◆ **WHAT THE TASK ASKS**
Report each line of the material below that contains the word "oropendola", copying those lines word for word.

:: SOURCE RECORDS ::

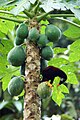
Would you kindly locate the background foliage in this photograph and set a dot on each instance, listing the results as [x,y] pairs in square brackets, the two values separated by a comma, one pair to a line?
[66,54]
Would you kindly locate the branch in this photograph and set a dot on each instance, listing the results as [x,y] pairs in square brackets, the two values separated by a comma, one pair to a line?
[7,12]
[68,21]
[11,19]
[61,15]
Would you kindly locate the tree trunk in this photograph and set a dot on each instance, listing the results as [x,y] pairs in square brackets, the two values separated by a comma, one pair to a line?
[32,102]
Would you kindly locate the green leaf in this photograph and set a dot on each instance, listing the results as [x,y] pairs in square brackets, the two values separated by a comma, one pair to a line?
[75,51]
[57,96]
[57,62]
[32,1]
[49,5]
[3,104]
[59,50]
[75,45]
[11,71]
[63,88]
[5,26]
[74,7]
[69,68]
[74,56]
[72,79]
[73,32]
[21,5]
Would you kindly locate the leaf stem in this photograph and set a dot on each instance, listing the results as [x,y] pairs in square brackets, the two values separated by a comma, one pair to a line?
[68,21]
[61,15]
[7,12]
[11,19]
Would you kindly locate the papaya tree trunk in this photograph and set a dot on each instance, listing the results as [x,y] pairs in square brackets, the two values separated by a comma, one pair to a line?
[32,102]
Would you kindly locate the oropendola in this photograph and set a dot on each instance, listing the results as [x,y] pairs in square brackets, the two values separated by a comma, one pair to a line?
[50,72]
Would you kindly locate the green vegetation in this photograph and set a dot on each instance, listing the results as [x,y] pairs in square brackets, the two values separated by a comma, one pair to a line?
[47,53]
[15,86]
[18,40]
[53,32]
[16,56]
[33,34]
[44,90]
[22,31]
[42,41]
[44,64]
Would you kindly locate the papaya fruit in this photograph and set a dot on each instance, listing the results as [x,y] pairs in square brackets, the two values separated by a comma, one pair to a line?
[43,64]
[47,53]
[15,86]
[22,31]
[16,56]
[33,34]
[66,117]
[22,69]
[18,40]
[53,33]
[42,41]
[44,90]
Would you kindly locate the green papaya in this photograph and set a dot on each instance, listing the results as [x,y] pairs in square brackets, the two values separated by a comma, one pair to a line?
[42,41]
[43,64]
[16,56]
[33,34]
[47,53]
[66,117]
[22,69]
[53,33]
[44,90]
[22,31]
[15,86]
[18,40]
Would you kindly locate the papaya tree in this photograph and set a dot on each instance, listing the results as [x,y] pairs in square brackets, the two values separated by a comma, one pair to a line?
[28,53]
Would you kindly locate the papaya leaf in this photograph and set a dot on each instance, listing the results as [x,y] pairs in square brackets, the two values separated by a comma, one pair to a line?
[32,1]
[63,88]
[74,56]
[5,26]
[57,96]
[69,68]
[72,79]
[73,32]
[23,4]
[75,45]
[9,73]
[57,62]
[59,50]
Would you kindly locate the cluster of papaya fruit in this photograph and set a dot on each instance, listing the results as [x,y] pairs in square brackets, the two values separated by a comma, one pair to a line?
[16,56]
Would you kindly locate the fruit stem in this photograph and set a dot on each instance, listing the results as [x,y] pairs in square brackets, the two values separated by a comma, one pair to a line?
[36,7]
[67,21]
[9,13]
[28,14]
[41,17]
[61,15]
[11,19]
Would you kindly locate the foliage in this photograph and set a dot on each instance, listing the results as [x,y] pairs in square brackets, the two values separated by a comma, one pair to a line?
[66,59]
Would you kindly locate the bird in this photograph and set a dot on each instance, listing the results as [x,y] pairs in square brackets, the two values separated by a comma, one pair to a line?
[50,72]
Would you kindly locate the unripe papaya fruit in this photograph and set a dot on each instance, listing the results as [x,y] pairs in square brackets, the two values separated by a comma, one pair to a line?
[43,65]
[53,33]
[16,56]
[33,34]
[42,41]
[47,53]
[22,69]
[22,31]
[15,86]
[44,90]
[66,117]
[18,40]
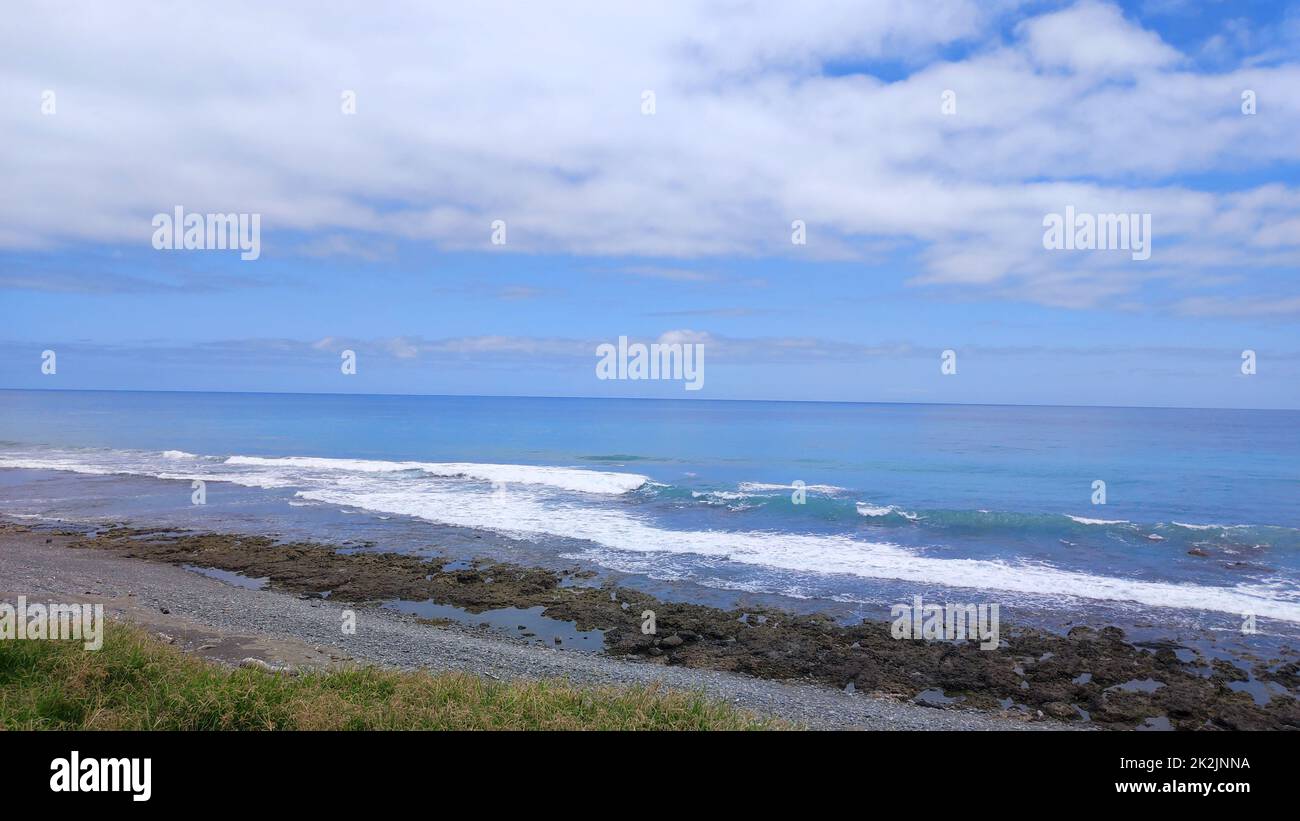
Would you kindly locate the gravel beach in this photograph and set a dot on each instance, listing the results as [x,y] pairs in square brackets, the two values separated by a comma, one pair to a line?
[229,624]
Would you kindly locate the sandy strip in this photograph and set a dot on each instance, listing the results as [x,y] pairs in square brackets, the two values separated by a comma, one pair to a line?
[228,624]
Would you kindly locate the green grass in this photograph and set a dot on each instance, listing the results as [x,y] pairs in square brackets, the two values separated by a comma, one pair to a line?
[141,683]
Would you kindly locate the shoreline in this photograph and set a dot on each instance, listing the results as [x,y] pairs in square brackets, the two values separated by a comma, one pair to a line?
[1035,677]
[225,624]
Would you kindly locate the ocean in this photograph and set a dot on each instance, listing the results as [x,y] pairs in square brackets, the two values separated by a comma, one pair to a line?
[844,508]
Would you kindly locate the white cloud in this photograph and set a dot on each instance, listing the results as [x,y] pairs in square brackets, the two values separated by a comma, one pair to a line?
[475,112]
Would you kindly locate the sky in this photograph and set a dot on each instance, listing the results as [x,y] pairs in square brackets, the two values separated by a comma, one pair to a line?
[650,164]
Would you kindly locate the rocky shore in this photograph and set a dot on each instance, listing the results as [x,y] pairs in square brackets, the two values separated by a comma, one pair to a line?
[804,668]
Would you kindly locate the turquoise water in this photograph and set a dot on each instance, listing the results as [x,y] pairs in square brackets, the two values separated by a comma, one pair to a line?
[1201,515]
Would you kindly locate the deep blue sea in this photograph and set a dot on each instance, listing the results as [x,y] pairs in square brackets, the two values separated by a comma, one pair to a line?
[961,503]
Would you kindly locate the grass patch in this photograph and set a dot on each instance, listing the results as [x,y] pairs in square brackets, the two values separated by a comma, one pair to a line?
[137,682]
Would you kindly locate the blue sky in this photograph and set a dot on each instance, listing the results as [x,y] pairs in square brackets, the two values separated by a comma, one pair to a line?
[923,229]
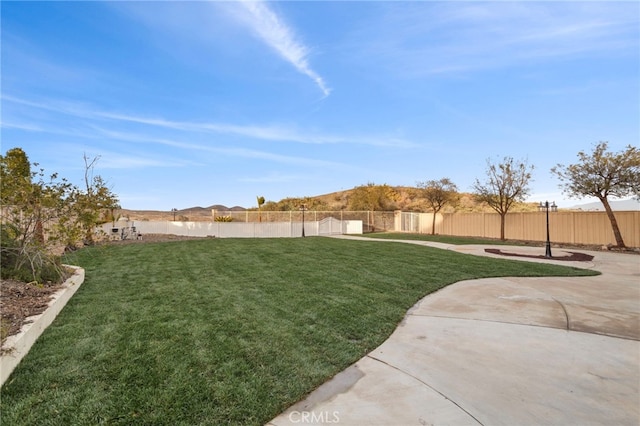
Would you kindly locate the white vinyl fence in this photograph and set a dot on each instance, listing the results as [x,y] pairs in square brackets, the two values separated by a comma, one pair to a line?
[137,229]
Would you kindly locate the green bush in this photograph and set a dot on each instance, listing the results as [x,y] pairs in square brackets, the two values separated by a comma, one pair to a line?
[27,262]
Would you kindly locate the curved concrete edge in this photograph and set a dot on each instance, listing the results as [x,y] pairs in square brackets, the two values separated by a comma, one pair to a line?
[18,345]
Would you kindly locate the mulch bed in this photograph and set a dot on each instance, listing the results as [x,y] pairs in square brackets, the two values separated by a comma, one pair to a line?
[573,257]
[19,301]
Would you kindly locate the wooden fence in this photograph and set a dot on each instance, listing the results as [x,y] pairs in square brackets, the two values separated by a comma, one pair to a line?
[573,227]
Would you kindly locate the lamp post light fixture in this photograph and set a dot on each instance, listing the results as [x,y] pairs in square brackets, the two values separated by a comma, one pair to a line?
[303,208]
[545,207]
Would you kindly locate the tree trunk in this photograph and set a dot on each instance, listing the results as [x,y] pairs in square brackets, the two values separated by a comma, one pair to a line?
[433,224]
[614,222]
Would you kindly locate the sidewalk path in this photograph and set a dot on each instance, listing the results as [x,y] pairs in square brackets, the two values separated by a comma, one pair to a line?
[500,351]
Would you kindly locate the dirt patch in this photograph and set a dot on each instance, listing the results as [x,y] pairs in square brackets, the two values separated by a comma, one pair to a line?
[154,238]
[573,256]
[19,301]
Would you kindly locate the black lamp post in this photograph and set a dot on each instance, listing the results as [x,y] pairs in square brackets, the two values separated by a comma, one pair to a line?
[545,207]
[303,208]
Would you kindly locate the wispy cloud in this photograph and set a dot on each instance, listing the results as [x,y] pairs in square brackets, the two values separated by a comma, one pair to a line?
[428,38]
[270,133]
[273,30]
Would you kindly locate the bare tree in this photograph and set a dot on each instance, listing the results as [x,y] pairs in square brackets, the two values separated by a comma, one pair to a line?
[438,193]
[603,174]
[507,182]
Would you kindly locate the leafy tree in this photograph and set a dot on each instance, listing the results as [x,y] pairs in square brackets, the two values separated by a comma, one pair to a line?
[507,182]
[603,174]
[438,193]
[29,201]
[40,214]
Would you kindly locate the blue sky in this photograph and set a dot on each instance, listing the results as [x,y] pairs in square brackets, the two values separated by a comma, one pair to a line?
[201,103]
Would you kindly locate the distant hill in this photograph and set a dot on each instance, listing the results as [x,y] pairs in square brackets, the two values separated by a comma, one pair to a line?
[406,201]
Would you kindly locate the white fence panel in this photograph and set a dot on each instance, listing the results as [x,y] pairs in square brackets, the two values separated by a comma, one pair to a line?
[328,226]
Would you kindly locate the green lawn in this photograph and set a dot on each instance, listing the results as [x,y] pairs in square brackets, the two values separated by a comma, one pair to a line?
[224,331]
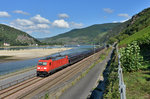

:::

◆ **CORRECT ANSWER**
Would you kindly locate the oropendola in this photograph and set a dot on each instance, listing the results as [x,y] pairs in square brackets, the two values separated by a comma, one pair to a line?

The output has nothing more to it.